Please edit the part of the data that opens with the line containing "Place one point on every instance of the banner" and closes with the line containing "Target: banner in crowd", replacing every "banner in crowd" with "flag in crowd" and changing nothing else. Give back only those lines.

◆ SUPPLIED RECORDS ◆
━━━

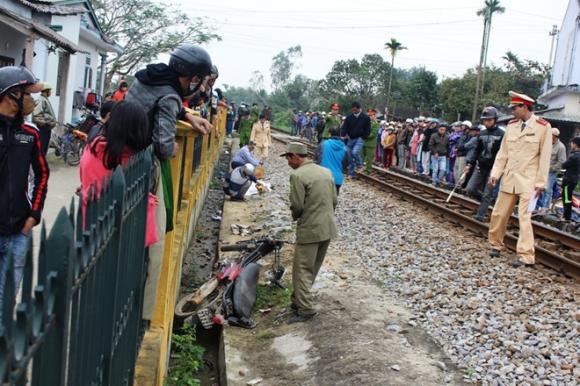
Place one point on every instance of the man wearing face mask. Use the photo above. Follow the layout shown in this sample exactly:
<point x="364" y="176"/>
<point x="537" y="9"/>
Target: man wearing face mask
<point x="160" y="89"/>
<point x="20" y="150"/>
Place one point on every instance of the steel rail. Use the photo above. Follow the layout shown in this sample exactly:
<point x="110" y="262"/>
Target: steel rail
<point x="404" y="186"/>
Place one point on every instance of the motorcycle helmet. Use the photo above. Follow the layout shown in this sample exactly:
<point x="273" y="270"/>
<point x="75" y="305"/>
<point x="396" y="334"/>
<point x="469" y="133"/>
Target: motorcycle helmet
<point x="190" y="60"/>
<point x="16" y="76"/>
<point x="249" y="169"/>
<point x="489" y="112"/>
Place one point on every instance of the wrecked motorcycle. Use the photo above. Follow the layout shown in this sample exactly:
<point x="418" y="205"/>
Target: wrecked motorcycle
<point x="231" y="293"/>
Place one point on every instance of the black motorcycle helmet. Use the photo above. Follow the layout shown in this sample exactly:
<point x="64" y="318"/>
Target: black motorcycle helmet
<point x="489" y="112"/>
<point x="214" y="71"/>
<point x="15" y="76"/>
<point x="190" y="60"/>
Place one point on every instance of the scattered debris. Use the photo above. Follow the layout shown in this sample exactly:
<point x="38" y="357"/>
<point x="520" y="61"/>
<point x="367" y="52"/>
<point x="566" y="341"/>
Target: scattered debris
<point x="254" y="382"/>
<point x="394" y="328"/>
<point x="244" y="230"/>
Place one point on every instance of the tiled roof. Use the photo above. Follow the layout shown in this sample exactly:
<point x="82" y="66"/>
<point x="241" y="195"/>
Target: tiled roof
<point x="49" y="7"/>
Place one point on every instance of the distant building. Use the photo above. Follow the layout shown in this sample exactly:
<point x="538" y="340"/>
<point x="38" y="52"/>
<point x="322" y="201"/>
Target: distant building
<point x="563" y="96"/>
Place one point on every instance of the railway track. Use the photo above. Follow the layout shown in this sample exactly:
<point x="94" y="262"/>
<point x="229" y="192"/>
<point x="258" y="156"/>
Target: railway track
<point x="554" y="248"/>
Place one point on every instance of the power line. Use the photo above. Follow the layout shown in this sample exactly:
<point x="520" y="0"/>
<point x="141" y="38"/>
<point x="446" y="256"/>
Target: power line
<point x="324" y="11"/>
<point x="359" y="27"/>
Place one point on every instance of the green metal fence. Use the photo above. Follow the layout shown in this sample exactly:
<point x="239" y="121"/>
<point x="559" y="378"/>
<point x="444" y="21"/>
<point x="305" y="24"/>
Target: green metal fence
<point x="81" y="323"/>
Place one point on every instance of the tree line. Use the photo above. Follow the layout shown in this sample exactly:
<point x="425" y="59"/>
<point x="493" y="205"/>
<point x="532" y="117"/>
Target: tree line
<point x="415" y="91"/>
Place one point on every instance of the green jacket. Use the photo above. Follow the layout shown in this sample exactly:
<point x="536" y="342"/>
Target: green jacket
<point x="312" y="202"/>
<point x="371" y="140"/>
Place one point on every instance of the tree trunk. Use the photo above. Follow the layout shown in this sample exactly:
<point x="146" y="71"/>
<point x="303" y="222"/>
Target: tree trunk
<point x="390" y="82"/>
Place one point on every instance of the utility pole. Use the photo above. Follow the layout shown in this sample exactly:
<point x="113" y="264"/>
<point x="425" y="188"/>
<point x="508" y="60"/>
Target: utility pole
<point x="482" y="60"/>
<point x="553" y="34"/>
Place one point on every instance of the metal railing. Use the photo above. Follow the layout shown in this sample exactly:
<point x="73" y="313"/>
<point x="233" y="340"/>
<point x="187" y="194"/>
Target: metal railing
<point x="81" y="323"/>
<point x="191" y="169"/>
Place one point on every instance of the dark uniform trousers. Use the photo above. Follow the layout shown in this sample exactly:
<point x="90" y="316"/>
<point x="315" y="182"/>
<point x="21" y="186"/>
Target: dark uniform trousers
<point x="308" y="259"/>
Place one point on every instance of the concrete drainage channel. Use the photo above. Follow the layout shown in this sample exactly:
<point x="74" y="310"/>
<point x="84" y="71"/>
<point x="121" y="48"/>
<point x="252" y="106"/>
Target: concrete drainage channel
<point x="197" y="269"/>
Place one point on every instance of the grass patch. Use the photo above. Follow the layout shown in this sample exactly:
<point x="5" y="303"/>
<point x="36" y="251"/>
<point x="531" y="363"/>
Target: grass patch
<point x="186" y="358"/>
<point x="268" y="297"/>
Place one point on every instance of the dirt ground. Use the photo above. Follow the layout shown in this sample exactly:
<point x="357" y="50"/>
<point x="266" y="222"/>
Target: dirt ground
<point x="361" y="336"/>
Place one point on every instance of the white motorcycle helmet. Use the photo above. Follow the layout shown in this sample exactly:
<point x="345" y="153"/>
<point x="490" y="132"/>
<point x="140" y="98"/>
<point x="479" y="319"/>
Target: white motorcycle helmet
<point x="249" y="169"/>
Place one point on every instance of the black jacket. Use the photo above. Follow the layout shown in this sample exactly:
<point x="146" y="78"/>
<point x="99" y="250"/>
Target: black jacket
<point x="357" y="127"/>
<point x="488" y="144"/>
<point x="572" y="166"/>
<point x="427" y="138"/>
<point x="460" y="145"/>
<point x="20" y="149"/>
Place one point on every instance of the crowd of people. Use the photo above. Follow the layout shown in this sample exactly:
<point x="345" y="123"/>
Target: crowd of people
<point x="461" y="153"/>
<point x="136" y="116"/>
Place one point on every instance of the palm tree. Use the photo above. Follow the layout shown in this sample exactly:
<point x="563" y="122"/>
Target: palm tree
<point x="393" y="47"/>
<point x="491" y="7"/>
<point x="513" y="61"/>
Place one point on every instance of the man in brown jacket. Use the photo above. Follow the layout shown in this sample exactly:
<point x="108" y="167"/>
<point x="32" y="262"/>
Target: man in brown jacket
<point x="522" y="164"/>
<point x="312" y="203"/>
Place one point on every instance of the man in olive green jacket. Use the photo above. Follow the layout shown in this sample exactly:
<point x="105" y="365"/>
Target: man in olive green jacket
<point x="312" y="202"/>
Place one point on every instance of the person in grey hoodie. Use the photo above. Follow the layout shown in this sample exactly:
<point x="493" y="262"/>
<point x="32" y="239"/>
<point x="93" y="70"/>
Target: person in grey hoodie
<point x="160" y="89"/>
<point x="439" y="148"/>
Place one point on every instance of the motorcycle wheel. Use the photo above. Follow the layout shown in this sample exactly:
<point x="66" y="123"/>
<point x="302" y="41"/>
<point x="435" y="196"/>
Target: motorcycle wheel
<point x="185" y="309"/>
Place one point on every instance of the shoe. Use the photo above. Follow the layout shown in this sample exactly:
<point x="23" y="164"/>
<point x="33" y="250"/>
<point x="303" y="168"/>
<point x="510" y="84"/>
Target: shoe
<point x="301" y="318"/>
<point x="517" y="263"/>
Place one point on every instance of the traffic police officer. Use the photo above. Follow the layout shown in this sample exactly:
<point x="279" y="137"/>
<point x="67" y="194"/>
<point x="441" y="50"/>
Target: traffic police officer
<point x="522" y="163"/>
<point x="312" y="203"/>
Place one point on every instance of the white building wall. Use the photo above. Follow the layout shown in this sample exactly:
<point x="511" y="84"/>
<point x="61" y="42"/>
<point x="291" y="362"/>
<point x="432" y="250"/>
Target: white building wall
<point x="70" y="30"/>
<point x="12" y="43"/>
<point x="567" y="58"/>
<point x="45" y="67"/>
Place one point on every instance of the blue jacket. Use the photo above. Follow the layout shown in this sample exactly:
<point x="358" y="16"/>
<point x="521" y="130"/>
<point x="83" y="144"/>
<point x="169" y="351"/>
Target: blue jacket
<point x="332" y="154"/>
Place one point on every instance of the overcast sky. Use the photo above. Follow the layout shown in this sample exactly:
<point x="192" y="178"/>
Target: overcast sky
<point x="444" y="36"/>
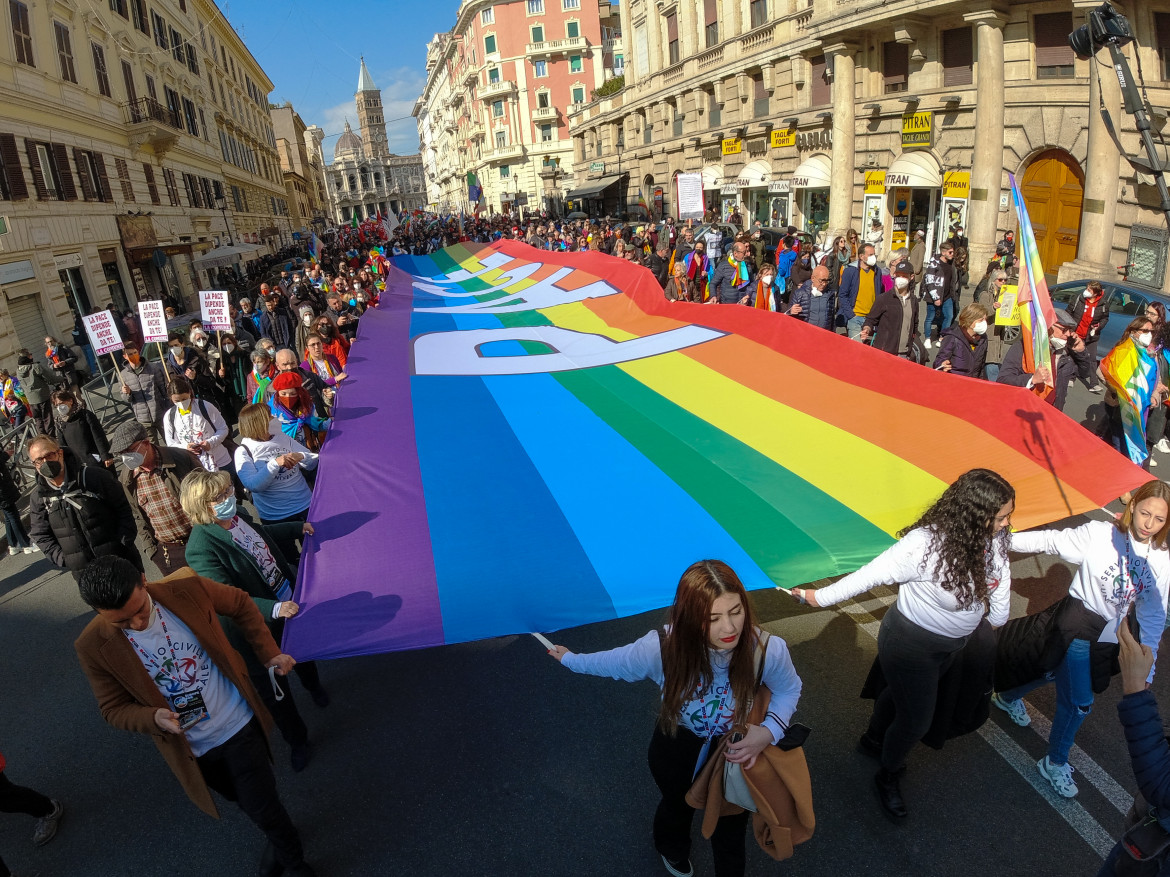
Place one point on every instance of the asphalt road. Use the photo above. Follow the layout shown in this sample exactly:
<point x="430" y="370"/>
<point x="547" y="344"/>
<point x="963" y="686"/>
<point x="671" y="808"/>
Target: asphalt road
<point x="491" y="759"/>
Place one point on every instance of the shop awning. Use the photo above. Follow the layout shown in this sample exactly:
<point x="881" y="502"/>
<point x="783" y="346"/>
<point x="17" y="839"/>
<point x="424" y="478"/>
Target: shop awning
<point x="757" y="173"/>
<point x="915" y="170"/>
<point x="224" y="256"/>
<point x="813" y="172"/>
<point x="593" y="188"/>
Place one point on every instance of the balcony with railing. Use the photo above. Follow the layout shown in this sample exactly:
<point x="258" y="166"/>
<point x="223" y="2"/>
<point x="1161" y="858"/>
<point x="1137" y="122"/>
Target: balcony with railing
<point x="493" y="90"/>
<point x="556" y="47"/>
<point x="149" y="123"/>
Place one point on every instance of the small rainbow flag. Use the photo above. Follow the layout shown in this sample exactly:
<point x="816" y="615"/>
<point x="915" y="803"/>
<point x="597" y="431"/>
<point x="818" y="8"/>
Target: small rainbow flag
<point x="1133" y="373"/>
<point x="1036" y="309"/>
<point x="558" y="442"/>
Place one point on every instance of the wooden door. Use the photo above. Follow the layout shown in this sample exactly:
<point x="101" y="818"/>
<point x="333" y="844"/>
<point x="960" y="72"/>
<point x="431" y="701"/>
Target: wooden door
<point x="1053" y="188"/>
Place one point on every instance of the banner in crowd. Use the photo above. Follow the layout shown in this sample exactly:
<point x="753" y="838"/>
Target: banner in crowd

━━━

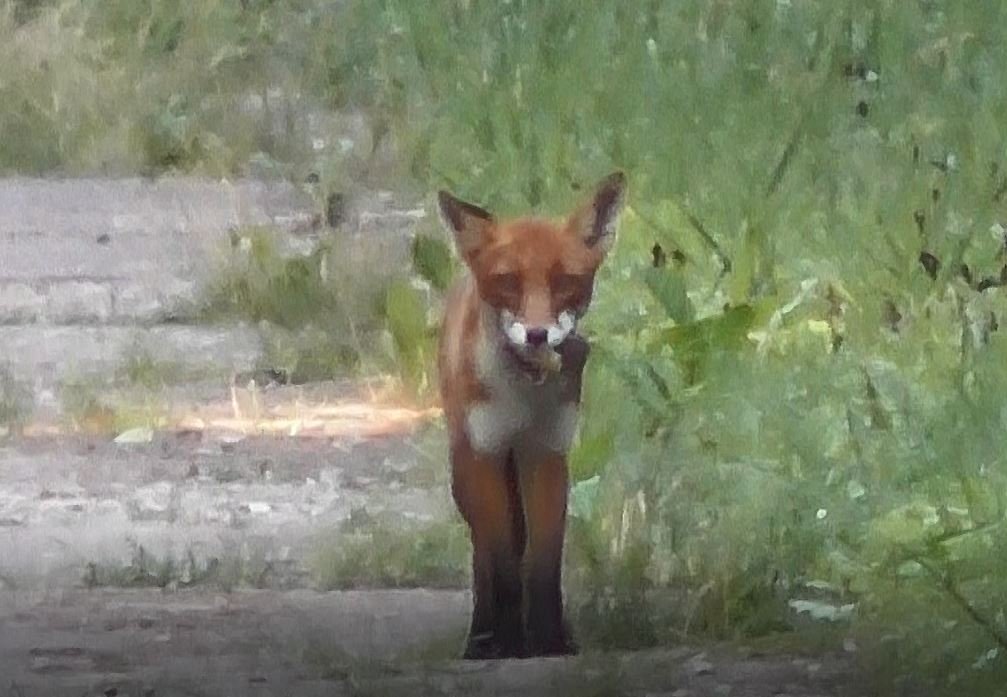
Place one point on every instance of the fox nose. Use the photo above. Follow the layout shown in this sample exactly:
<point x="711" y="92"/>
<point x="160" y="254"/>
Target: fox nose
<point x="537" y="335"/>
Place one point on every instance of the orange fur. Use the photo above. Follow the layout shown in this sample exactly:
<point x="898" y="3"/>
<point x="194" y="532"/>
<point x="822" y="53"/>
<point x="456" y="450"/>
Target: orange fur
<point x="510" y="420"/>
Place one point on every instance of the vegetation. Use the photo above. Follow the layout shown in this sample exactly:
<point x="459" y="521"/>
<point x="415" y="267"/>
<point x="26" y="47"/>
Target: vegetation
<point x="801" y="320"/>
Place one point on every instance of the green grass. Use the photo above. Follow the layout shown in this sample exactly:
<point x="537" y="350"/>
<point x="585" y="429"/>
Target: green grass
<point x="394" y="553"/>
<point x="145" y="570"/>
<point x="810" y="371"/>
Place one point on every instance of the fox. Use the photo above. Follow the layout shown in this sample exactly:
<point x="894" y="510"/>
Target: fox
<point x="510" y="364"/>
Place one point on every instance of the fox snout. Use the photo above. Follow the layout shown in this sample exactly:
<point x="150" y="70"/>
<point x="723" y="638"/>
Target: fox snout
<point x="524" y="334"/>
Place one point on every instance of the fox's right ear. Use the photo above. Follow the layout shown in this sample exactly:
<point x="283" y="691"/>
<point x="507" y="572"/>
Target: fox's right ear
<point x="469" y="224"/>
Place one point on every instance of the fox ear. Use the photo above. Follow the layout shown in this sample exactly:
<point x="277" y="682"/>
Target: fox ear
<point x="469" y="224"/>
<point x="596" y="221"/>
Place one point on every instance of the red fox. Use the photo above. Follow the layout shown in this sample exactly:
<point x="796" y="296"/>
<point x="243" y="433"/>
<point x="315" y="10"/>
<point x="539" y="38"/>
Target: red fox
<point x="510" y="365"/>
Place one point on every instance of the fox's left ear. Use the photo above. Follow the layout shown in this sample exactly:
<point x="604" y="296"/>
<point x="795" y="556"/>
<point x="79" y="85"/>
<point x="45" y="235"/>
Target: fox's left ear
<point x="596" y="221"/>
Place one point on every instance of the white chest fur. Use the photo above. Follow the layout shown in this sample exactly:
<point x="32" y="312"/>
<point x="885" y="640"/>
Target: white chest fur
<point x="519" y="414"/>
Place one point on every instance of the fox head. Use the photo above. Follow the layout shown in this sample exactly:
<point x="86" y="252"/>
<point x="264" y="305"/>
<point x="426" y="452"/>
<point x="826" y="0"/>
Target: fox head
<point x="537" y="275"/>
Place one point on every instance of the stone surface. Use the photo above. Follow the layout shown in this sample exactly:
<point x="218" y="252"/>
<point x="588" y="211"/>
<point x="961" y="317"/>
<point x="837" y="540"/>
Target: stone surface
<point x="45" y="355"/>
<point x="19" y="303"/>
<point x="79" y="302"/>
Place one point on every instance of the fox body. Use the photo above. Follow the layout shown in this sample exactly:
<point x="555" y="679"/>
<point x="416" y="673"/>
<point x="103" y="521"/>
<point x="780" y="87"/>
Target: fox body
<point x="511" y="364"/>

━━━

◆ REPLY ◆
Place one point on every instance of the flag in crowd. Use the photo above. Follow the layout shown in this sample exactly:
<point x="753" y="838"/>
Target: flag in crowd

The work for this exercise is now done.